- [Exercise tasks]:
1. According to the yoga article, why can't modern yoga practitioners assume they have the stability the early yogis had? Answer in one to three sentences.
2. Decide whether each statement agrees with the yoga article. Give yes or no, and quote the deciding words of the article.
(a) The most severe deficiency in modern yoga lies in yoga itself.
(b) Yoga DVDs consider whether their poses suit the individual doing them.
(c) Choosing a pose only because it stretches what feels tight is not enough justification on its own.
3. Please reproduce the part of the yoga article from "For example, extreme" to "or poor performance." word for word.

- [Excerpt to read]:
Athletic development specialists dedicated to the art and science of excellence in movement

Thoughts on Yoga

In our modern era in which training “advances” fizzle out within a few years, yoga has demonstrated outstanding longevity.  Yoga offers many benefits for athletes and non-athletes alike when practiced appropriately.  With an increasing number of physical maladies resulting directly from stress, yoga is a valuable tool for relaxation.  Likewise, dysfunctional breathing is increasingly common in the modern athlete.  Yoga instructors are often capable teachers of proper breathing mechanics.  Yoga has also given the world many valuable poses to improve quality movement outside formal yoga practice.   

….Then What Could Possibly be Wrong?

Yoga practice by the modern athlete is likely far different from its original forms.  It is premature to critique anything without first asking the questions “what is this tool being used for” and “how is it being used”.  The most severe deficiency in modern yoga has nothing to do with yoga itself, but instead its delivery.  The overall delivery of yoga in the United States can be horrific, to put it mildly.  Yoga classes in commercial gyms can be a bastardization of quality yoga practice.  There is virtually zero individual assessment for the students in this environment.  Likewise, although wildly popular in the marketplace, DVD’s offer little more than a demonstration of poses and with zero regard for whether that particular routine and those particular poses are appropriate for the individual doing them.

One size fits none

Even yoga instruction in a serious studio can lead an athlete astray if the focus is entirely on learning yoga poses without consideration of the athlete’s overall needs.  There’s absolutely nothing wrong with a yoga instructor only coaching yoga, just as there is nothing wrong a football coach only coaching football.  However, each individual must decide where yoga practice fits into their overall training regime or find someone knowledgeable to make that decision for them.  There’s no right or wrong answer, but how one prioritizes their goals will determine the appropriateness of the training. 

For example, extreme mobility may be tolerable if yoga is the priority.  Nevertheless, if the athlete has goals outside yoga, parts of yoga practice may be incompatible with the sport’s demands.  In that respect, yoga is no different than any supplementary training.  Just because yoga is seen as more therapeutic than lifting heavy weights doesn’t mean it is free of peril.  Ultimately, we come back to the need for individualized assessment and program design.  Even if 99% of one’s yoga practice is appropriate, the 1% that is inappropriate can create 100% of the problems, whether those relate to health or poor performance. 

The modern yoga practitioner also lives a far different lifestyle than the early practitioners.  We have good evidence that the early yogis had stability in locomotion to match their extreme mobility by the mere fact they were alive!  Foraging for nourishment, avoiding physical threats, and navigating rugged terrain demanded a level of stability that can’t be assumed in the lifestyle of the modern human who relies on automobiles, shoes, and other corrective tools.  If you have lots of mobility you must earn the right to use it by developing a level of stability to match.


Always remember that for athletes, yoga is nothing more than a tool just like weightlifting, manual therapy, or even surgery.  Brain surgery is a great thing to solve many problems, but it probably isn’t appropriate for a regular headache.  Before cutting someone’s head open, the surgeon has a system to determine whether the procedure is appropriate.  Likewise, coaches and athletes must develop their own systems to determine how to utilize yoga most effectively context of their goals.  Simply going to yoga class and hoping that quality movement will thereby emerge leaves too much to chance. 

As an example of how yoga can fit within a broader system of training, Dr. Jeff Cubos organized yoga poses according to their corrective value for Functional Movement Screen deficiencies in a blog post entitled FMS Yoga Solutions.  What matters is not whether one uses the FMS, but instead whether yoga poses are assigned according to individual movement needs.  Choosing a pose merely because it stretches that which feels tight is not a sufficient justification in itself.

Dataset records
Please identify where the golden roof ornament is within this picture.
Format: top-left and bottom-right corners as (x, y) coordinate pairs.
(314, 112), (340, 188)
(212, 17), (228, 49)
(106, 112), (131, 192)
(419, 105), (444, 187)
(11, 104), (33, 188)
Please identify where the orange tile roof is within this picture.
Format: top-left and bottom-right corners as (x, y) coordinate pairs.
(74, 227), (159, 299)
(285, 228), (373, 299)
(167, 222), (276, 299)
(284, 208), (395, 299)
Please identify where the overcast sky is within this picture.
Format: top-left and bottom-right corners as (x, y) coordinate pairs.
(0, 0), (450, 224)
* * *
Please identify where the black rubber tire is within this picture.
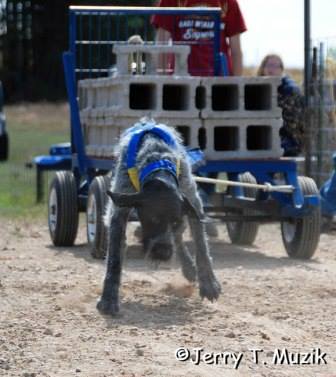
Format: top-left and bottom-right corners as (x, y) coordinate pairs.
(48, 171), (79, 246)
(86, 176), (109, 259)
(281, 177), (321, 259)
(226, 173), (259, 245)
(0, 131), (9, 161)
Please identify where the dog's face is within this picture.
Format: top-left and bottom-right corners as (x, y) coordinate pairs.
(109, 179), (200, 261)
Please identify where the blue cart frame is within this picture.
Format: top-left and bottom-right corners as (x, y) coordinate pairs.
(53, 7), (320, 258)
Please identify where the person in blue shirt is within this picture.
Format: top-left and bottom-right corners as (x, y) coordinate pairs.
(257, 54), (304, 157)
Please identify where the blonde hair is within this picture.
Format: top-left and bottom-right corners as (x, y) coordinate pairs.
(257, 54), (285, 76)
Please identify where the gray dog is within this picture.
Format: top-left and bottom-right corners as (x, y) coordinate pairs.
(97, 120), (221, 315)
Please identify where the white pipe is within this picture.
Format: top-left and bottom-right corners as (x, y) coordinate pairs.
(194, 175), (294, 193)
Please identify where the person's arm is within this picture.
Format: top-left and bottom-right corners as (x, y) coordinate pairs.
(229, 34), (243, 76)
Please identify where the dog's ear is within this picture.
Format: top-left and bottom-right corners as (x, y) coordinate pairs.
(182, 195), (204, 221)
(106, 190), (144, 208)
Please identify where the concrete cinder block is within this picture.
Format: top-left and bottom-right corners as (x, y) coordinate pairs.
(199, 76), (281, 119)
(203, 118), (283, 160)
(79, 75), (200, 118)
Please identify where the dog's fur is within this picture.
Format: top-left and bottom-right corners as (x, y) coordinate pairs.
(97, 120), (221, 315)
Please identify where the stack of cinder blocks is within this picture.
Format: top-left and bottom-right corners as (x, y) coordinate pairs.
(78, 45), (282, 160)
==
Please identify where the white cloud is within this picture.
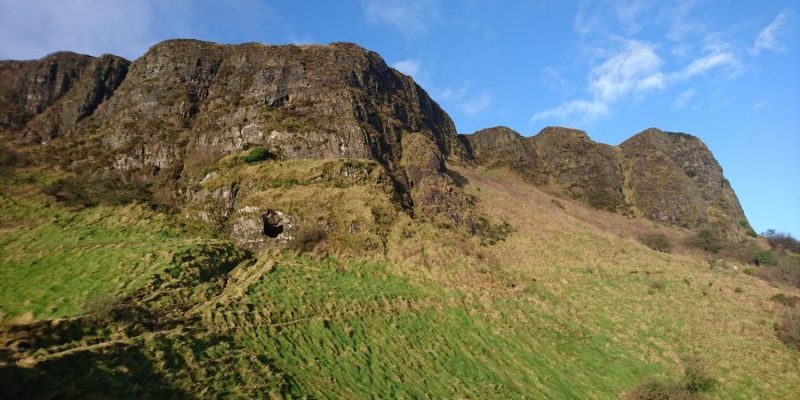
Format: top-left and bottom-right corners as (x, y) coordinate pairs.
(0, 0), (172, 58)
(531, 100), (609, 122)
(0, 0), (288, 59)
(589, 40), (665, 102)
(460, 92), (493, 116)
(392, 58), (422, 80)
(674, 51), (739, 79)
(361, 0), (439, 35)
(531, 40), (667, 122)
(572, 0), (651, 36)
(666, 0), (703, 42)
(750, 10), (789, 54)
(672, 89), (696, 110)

- [Solved tasks]:
1. The early yogis had to forage for nourishment, avoid physical threats and navigate rugged terrain, and this demanded stability to match their extreme mobility. Modern humans rely on automobiles, shoes and other corrective tools, so that level of stability can't be assumed.

2.
(a) No: "The most severe deficiency in modern yoga has nothing to do with yoga itself, but instead its delivery."
(b) No: "with zero regard for whether that particular routine and those particular poses are appropriate for the individual doing them."
(c) Yes: "Choosing a pose merely because it stretches that which feels tight is not a sufficient justification in itself."

3.
For example, extreme mobility may be tolerable if yoga is the priority.  Nevertheless, if the athlete has goals outside yoga, parts of yoga practice may be incompatible with the sport’s demands.  In that respect, yoga is no different than any supplementary training.  Just because yoga is seen as more therapeutic than lifting heavy weights doesn’t mean it is free of peril.  Ultimately, we come back to the need for individualized assessment and program design.  Even if 99% of one’s yoga practice is appropriate, the 1% that is inappropriate can create 100% of the problems, whether those relate to health or poor performance.